Recorded data
/---

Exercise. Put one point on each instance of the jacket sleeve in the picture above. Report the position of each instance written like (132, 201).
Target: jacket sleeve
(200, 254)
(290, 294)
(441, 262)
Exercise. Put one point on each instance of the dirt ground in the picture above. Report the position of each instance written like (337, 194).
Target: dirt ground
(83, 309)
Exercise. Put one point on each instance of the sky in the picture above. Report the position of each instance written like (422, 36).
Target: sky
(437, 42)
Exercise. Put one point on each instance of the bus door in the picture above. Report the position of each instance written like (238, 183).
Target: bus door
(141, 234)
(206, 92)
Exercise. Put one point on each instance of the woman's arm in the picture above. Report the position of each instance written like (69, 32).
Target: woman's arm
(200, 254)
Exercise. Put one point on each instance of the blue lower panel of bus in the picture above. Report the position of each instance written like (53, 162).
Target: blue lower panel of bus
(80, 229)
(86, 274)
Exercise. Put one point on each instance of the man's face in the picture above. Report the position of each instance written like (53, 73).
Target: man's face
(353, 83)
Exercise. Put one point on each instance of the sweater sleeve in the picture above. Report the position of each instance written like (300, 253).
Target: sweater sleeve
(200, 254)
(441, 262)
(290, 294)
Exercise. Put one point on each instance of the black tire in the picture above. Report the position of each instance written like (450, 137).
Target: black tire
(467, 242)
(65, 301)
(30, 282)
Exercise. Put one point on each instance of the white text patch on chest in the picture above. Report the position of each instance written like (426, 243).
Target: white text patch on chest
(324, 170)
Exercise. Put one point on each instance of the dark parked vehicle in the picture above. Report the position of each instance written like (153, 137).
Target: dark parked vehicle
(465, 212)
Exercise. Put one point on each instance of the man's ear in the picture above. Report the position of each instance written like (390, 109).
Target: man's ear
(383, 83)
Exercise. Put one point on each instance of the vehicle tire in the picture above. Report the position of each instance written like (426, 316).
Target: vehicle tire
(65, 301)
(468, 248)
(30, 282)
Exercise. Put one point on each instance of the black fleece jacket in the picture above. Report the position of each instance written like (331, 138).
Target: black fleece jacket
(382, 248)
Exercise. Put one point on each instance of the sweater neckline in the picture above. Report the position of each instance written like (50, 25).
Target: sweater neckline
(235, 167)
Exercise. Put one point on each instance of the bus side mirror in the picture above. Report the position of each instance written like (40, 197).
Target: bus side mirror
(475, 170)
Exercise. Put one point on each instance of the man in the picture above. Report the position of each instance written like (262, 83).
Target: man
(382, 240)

\---
/---

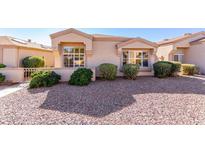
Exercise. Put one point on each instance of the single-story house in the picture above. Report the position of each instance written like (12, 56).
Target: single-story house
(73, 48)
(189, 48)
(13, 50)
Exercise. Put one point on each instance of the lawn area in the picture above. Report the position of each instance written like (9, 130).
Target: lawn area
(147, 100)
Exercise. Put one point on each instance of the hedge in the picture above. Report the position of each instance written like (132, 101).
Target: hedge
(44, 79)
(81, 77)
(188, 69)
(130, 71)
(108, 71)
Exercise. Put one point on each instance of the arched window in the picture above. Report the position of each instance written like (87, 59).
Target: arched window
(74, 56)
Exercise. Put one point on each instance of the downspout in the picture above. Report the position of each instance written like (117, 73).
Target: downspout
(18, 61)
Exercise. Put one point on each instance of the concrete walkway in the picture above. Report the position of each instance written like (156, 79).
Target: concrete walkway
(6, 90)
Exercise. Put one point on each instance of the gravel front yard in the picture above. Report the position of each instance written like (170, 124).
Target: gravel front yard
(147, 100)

\---

▸ Aim
Please show each line of the records above that contains the string "tire", copied in full. Case counts when matching.

▸ Result
Exercise. Put one point on each instance of the black tire in the picture above. Report the position of each instance written like (450, 137).
Target: black tire
Exercise. Put one point on each instance of the vehicle tire in the picture above. Report the position of each instance written like (426, 316).
Target: vehicle tire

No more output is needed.